Records from a dataset:

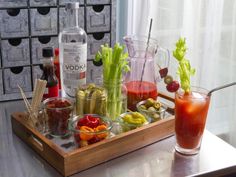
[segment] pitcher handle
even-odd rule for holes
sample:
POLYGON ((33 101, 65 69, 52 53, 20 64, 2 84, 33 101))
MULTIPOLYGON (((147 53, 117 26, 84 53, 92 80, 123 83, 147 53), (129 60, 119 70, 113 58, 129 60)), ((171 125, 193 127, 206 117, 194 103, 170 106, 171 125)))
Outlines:
POLYGON ((157 59, 157 67, 161 78, 164 78, 168 74, 168 67, 170 63, 170 51, 168 49, 158 47, 156 53, 161 54, 161 57, 157 59))

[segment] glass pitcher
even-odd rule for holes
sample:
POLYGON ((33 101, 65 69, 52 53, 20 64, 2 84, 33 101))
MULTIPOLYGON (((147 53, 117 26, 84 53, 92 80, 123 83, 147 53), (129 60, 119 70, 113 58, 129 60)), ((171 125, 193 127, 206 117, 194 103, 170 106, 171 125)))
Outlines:
POLYGON ((125 36, 130 72, 125 77, 128 109, 135 111, 139 101, 158 95, 157 83, 168 72, 170 54, 146 36, 125 36))

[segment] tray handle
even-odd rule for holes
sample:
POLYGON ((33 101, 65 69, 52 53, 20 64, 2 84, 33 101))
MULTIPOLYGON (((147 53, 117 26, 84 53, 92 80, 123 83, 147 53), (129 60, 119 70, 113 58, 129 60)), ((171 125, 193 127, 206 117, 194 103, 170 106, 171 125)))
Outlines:
POLYGON ((34 135, 29 135, 28 142, 38 151, 43 152, 43 143, 34 135))

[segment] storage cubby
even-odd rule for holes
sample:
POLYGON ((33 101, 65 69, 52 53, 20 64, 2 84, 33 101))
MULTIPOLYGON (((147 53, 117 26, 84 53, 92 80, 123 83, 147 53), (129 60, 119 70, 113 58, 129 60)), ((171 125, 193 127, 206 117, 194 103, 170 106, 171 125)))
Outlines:
POLYGON ((116 36, 116 0, 0 0, 0 101, 21 99, 18 85, 32 96, 42 75, 42 48, 58 47, 66 26, 65 3, 79 2, 79 26, 88 34, 87 82, 101 76, 93 65, 102 44, 116 36))
POLYGON ((2 38, 27 37, 29 35, 27 9, 0 10, 0 21, 2 38))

● Work to complete: Rewrite the stretch of the listing from the line containing "[segment] glass pitcher" through the line containing "POLYGON ((125 36, 130", both lines included, with the requests kept as they are. Multiply each outline coordinate in the answers by 2.2 and round it to a whole number, with halves rounding up; the requests and their sample outlines stay unchanged.

● Output of the task:
[segment] glass pitcher
even-odd rule for holes
sample:
POLYGON ((33 101, 65 69, 52 53, 20 64, 2 84, 33 101))
MULTIPOLYGON (((147 53, 117 26, 84 53, 92 80, 123 83, 147 53), (129 60, 119 70, 113 58, 129 60)), ((171 125, 193 127, 206 117, 194 103, 170 106, 171 125)))
Outlines:
POLYGON ((275 79, 286 158, 275 169, 282 240, 297 244, 306 222, 348 209, 345 183, 370 158, 374 119, 321 79, 275 79))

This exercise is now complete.